— Task directions —
Below is a block of records. Copy every line in it that contains the word "white".

[Data provided — start]

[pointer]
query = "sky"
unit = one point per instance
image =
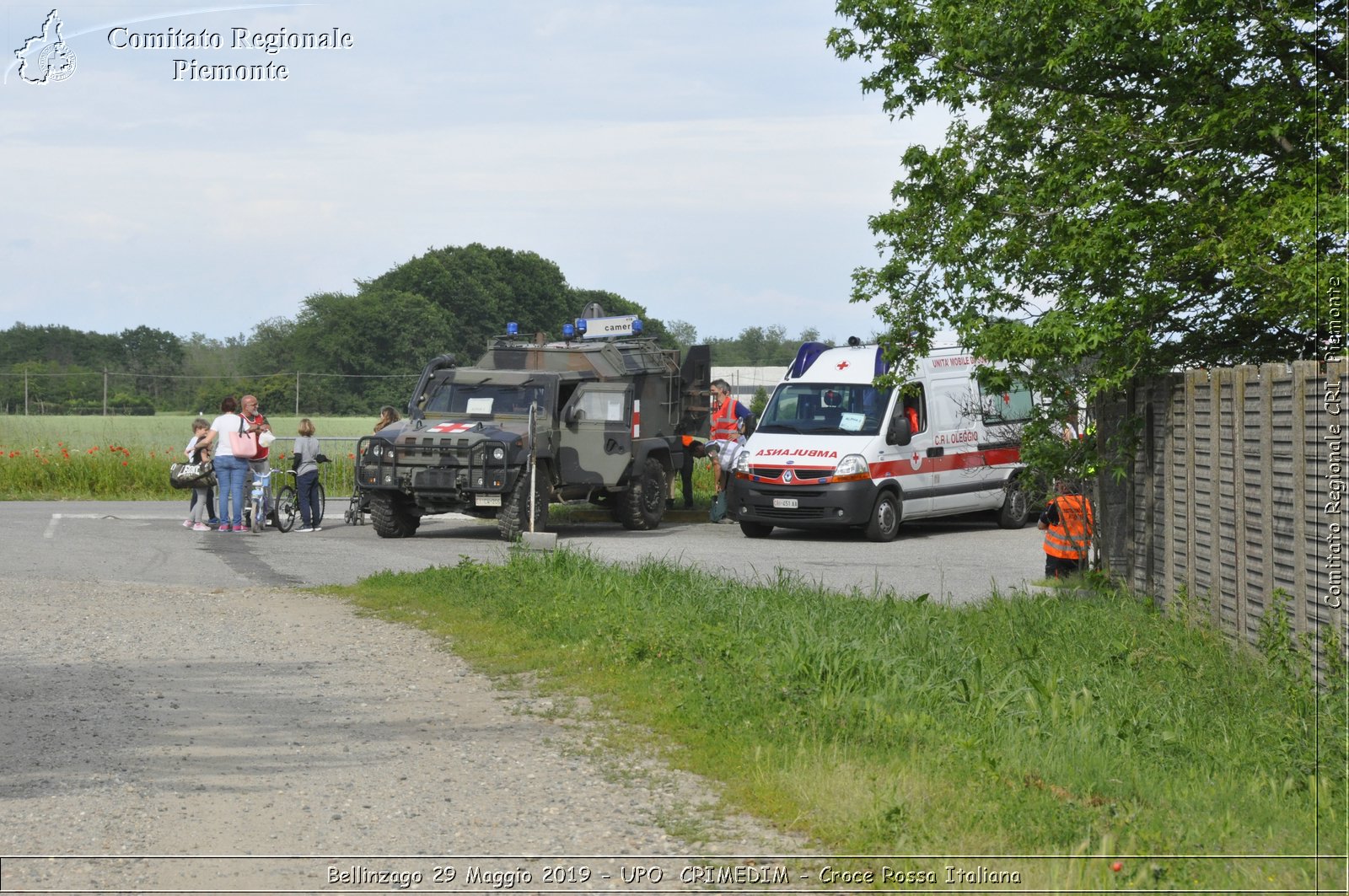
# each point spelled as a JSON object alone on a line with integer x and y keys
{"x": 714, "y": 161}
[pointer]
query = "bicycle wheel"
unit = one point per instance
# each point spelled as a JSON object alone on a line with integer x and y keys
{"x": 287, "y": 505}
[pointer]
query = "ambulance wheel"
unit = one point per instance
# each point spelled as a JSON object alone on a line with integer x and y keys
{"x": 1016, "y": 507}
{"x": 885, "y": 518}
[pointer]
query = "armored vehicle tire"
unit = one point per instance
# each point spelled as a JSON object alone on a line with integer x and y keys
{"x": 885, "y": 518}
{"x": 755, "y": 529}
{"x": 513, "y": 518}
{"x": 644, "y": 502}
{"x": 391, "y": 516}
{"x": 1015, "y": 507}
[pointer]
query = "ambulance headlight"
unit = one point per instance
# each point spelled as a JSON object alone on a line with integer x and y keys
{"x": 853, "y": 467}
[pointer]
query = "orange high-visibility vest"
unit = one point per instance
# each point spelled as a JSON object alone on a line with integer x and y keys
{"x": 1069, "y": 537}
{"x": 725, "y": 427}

[Data provided — finish]
[Data provided — start]

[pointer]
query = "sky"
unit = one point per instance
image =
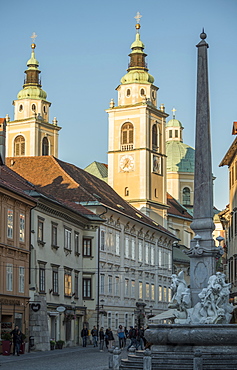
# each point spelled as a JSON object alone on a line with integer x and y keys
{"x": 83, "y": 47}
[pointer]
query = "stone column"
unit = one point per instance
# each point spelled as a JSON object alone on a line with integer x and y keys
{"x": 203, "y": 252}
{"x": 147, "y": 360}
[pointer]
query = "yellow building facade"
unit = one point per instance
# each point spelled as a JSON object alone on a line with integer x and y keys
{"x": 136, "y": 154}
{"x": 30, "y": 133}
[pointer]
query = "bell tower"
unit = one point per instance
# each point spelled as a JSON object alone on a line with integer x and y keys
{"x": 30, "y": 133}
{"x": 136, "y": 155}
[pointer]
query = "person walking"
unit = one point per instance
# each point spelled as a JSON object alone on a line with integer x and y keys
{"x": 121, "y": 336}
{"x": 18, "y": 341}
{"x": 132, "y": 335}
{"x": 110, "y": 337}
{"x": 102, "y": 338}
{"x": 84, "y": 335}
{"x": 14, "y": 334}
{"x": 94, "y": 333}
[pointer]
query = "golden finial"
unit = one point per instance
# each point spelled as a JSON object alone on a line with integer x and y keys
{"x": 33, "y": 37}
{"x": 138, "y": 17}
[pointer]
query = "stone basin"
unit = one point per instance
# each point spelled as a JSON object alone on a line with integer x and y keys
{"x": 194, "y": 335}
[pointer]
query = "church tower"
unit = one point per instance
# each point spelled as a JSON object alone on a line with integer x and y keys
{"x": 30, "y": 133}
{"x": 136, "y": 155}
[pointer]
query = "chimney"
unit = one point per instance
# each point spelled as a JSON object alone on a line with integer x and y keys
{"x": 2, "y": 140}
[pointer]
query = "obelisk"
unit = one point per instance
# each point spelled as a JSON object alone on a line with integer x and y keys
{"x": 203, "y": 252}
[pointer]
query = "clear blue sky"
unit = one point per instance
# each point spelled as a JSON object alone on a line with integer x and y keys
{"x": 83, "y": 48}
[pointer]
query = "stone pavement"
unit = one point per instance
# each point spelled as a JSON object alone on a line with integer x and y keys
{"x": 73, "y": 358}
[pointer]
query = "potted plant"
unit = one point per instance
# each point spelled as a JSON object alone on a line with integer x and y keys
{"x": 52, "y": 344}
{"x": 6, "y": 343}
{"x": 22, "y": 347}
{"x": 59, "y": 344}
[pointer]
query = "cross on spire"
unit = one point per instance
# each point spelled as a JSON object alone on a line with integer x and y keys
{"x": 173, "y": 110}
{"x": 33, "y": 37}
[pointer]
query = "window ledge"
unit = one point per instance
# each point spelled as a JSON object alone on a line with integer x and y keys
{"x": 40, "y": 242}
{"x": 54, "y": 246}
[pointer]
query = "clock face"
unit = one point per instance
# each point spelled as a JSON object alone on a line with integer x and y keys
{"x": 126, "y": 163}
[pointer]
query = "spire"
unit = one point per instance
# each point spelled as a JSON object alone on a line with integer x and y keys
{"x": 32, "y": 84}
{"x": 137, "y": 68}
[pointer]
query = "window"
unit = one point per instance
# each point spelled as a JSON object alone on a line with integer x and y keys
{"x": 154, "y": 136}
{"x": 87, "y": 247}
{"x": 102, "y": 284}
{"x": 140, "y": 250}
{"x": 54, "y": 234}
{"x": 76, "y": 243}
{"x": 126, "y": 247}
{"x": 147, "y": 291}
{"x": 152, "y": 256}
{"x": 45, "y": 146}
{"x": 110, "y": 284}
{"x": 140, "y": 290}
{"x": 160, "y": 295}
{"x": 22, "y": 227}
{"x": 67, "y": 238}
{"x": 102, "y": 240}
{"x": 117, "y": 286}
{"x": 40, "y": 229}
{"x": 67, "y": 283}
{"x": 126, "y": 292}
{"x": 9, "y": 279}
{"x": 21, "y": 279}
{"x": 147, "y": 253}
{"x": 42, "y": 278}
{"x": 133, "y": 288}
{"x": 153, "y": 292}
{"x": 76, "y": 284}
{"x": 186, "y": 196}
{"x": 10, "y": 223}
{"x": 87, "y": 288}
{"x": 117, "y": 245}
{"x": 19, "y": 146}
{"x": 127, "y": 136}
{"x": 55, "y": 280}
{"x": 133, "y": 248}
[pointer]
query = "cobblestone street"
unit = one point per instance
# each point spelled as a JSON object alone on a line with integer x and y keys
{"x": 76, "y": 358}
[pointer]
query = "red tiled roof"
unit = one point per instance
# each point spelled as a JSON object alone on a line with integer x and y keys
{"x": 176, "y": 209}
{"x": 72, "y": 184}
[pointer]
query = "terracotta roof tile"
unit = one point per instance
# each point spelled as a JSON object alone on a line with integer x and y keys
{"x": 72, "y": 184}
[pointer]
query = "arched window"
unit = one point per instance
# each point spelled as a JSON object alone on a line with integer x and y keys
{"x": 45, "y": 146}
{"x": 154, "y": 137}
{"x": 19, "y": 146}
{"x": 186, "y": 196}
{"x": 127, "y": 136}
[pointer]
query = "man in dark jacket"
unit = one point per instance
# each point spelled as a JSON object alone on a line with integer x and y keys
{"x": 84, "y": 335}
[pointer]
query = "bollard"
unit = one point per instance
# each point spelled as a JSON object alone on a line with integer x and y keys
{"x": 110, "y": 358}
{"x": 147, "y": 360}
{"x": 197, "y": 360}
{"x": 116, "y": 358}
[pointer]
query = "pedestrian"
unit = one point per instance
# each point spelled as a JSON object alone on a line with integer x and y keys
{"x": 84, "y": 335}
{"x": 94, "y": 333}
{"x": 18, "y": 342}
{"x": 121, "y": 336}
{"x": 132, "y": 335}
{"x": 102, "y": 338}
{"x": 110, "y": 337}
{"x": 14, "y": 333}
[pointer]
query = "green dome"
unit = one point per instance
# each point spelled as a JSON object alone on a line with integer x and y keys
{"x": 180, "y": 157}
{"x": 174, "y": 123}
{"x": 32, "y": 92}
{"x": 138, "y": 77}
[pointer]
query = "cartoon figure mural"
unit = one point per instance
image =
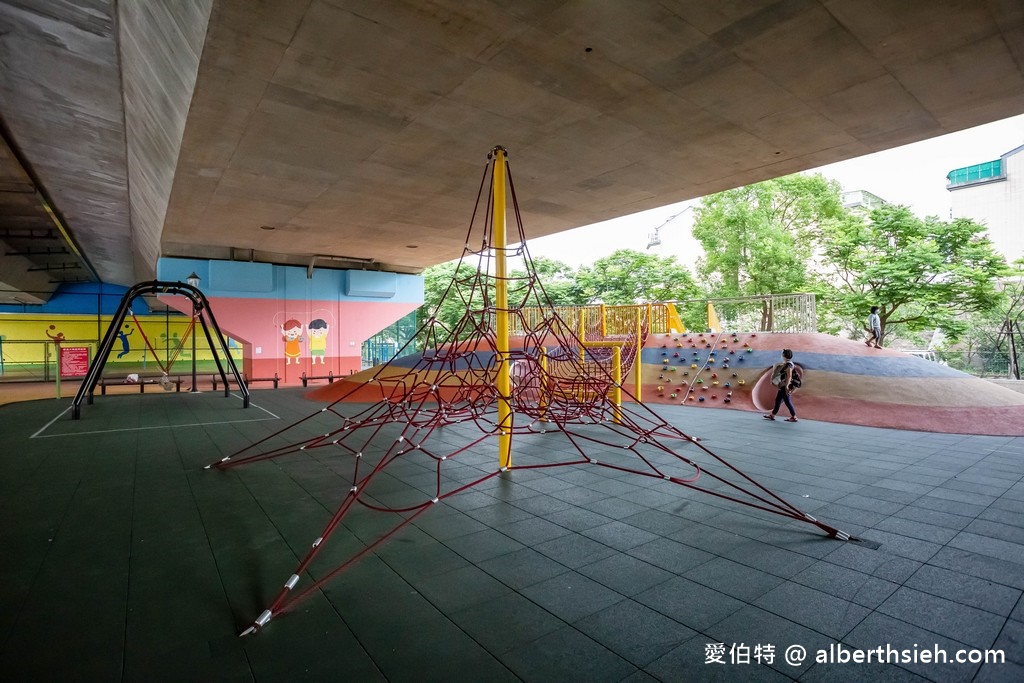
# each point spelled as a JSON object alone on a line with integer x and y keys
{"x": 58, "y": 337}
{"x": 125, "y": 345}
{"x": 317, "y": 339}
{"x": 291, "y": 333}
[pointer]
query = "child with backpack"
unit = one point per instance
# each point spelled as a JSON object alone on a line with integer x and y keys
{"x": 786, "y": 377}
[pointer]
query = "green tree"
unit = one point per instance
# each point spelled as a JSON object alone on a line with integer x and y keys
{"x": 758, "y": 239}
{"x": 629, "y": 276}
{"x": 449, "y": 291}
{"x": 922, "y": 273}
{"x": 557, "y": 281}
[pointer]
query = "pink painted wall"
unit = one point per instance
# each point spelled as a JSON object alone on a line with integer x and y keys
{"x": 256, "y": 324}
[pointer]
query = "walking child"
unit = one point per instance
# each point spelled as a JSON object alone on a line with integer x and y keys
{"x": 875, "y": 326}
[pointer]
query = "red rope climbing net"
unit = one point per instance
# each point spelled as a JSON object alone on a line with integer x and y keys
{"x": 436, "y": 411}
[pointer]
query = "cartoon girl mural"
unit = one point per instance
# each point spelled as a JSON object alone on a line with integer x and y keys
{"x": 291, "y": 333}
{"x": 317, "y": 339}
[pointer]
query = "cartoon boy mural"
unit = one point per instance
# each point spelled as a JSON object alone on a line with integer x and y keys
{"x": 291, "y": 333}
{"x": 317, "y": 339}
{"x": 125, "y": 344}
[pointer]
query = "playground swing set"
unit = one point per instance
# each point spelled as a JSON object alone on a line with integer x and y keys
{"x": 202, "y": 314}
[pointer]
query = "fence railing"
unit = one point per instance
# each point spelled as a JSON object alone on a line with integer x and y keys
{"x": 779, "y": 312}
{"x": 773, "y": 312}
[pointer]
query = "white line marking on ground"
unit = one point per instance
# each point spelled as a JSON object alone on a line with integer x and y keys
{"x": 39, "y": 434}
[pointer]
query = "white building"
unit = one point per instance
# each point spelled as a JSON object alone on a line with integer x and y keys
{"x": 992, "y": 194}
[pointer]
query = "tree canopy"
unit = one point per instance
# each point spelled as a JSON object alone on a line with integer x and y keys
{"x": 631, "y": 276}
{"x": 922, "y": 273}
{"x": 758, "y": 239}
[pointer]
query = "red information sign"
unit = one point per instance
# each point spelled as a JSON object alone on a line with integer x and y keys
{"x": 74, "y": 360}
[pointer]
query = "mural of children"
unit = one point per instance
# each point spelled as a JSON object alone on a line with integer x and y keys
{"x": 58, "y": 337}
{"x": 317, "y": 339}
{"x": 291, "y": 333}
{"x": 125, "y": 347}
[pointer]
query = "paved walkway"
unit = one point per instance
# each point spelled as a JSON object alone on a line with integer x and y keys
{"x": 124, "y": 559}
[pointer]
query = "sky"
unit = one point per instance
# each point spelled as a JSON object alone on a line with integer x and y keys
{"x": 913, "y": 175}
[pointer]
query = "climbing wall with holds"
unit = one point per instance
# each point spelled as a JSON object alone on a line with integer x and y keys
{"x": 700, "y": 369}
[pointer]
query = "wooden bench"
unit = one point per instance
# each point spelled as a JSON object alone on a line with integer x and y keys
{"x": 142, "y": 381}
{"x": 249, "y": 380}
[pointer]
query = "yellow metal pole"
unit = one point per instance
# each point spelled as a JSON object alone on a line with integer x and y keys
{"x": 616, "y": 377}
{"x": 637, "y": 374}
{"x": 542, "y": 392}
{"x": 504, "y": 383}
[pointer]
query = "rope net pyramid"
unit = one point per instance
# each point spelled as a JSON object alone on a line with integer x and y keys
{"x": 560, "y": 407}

[Data provided — finish]
[Data provided — start]

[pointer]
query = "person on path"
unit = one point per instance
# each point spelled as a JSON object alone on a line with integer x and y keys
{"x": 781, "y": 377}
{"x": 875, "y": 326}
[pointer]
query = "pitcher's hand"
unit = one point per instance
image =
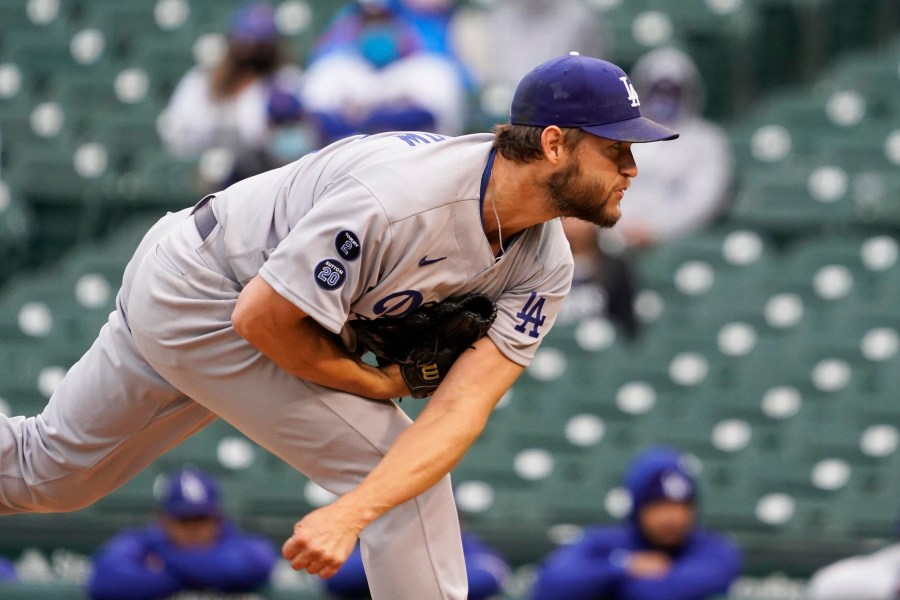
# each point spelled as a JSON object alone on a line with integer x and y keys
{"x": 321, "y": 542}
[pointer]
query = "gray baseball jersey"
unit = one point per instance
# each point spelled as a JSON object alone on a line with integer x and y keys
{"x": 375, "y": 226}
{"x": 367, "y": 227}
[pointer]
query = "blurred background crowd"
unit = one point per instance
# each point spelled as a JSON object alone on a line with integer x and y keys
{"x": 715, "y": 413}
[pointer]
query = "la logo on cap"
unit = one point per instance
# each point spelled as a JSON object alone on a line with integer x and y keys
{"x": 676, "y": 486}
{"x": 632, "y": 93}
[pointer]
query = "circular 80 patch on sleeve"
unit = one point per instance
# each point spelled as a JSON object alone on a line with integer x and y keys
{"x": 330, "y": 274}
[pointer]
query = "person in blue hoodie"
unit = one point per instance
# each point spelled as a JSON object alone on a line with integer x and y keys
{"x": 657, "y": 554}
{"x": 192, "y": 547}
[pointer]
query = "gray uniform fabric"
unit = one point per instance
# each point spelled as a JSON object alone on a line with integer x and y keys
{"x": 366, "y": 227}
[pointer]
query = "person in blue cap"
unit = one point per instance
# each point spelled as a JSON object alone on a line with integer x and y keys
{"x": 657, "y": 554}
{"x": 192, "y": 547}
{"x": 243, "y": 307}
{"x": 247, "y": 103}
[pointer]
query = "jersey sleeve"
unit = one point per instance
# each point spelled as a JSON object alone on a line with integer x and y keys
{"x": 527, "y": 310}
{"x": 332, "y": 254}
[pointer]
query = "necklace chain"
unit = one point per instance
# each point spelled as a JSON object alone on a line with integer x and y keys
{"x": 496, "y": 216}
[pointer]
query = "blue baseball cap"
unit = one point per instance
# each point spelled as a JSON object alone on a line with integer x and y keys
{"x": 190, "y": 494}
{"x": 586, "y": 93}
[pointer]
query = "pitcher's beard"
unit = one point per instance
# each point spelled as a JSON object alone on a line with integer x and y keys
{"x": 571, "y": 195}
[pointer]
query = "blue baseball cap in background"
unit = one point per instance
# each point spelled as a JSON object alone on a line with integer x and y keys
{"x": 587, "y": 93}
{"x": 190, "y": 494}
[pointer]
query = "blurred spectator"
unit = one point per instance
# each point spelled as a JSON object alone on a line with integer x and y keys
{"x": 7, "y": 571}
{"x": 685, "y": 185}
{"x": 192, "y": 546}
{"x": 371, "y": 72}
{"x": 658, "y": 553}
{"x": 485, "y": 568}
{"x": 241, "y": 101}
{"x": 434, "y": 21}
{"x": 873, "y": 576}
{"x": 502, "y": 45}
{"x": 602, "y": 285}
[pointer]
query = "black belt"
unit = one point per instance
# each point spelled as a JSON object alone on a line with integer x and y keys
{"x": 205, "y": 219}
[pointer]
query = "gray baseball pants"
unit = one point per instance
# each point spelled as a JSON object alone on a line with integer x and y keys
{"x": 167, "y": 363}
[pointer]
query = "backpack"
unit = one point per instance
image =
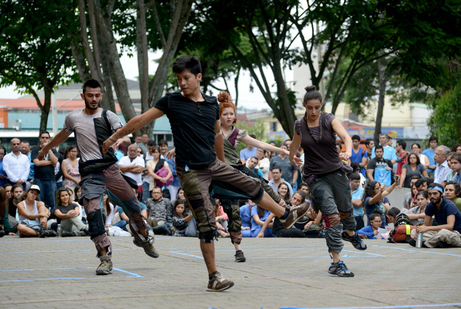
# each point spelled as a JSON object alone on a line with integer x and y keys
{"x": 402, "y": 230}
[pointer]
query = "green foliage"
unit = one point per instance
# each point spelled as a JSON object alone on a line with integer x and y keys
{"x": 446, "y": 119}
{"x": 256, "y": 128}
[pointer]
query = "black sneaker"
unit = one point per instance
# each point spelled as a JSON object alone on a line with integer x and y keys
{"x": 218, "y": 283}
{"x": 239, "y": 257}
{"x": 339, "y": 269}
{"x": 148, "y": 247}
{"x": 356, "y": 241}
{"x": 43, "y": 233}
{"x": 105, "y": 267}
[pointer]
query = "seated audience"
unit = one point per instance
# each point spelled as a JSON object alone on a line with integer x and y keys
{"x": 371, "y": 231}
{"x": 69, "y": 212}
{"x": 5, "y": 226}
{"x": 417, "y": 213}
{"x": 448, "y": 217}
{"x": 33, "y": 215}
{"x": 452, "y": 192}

[Data provided — finish]

— Solution to this task —
query = "white line marking on ground"
query = "white building"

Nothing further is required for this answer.